[Dataset entries]
** BEGIN **
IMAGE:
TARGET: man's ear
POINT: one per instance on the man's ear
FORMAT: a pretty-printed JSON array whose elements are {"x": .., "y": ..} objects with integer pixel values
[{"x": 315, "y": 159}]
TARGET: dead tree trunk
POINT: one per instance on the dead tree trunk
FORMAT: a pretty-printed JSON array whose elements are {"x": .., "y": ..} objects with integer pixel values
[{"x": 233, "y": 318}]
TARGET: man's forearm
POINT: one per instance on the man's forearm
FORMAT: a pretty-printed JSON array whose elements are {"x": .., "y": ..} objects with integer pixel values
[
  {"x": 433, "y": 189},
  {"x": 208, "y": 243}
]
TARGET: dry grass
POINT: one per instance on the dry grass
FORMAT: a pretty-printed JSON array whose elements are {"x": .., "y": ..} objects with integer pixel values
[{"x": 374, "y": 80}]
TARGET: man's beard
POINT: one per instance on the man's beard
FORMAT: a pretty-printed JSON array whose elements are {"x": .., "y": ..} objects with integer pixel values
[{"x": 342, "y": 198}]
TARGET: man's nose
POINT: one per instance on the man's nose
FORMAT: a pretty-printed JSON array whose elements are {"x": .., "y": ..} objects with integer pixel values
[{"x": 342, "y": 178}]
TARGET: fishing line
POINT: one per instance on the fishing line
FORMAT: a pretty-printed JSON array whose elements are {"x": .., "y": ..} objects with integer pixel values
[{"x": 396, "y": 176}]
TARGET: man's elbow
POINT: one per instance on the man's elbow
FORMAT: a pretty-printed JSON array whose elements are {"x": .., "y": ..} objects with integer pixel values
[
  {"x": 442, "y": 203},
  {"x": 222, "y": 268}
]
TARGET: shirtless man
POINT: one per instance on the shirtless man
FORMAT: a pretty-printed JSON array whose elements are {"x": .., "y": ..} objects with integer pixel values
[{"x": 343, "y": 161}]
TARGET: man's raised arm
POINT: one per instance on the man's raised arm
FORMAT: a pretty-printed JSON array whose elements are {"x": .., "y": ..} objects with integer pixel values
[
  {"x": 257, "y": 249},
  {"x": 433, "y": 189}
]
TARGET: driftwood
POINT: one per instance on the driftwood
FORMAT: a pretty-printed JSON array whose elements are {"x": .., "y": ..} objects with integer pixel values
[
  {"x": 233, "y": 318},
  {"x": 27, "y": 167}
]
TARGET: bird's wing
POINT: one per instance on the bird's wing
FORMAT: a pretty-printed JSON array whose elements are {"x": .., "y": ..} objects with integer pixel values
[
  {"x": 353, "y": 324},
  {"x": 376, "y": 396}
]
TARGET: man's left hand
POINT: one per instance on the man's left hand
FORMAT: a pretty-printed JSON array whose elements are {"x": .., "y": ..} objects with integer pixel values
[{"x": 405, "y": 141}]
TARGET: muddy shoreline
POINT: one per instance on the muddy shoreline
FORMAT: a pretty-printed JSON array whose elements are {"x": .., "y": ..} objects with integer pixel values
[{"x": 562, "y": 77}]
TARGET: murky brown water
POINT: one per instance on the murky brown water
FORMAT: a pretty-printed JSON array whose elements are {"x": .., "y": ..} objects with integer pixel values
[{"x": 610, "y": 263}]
** END **
◆ **What the task requires**
Reproduce the listing lines without any change, beginning at the line with "TARGET: bird's wing" and continuing through the end of the listing.

◆ **Output for this exercise**
TARGET: bird's wing
POINT: one per instance on the bird's wing
FORMAT: a pretty-printed JSON array whose elements are {"x": .., "y": ..} objects with integer pixel values
[
  {"x": 353, "y": 324},
  {"x": 376, "y": 396}
]
TARGET: man's left hand
POINT: one per instance on the man's left hand
FORMAT: a pretty-printed JSON array whose elements are {"x": .., "y": ..} objects with integer pixel values
[{"x": 405, "y": 141}]
TARGET: muddy shoreline
POINT: one per instance on the muddy shoreline
FORMAT: a pretty-printed JSON array whose elements are {"x": .., "y": ..} objects with integer pixel values
[{"x": 562, "y": 77}]
TARGET: murky brown water
POINT: one per instance on the murky brown water
FORMAT: a pretty-printed JSON array whose elements are {"x": .., "y": ..} objects with integer pixel values
[{"x": 610, "y": 263}]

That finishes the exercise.